§ WHAT IS NEEDED
All of the records below are to be given again word for word, with the pictures removed.

Image point grounding data
*** Block opens ***

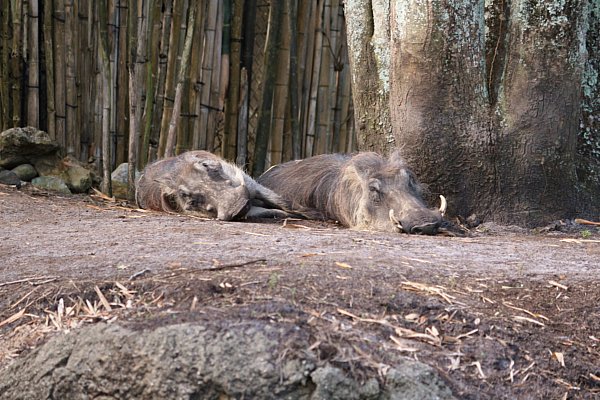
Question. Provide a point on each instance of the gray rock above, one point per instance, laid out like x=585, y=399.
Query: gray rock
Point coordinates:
x=9, y=178
x=120, y=174
x=79, y=179
x=208, y=360
x=52, y=183
x=26, y=172
x=22, y=145
x=413, y=380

*** Block closes ***

§ TASK ANSWER
Question. Provide a point on each instance of the gray rock above, one point per instance, laid out like x=585, y=399.
Query: gray rock
Point coordinates:
x=9, y=178
x=120, y=174
x=79, y=179
x=208, y=360
x=52, y=183
x=26, y=172
x=22, y=145
x=413, y=380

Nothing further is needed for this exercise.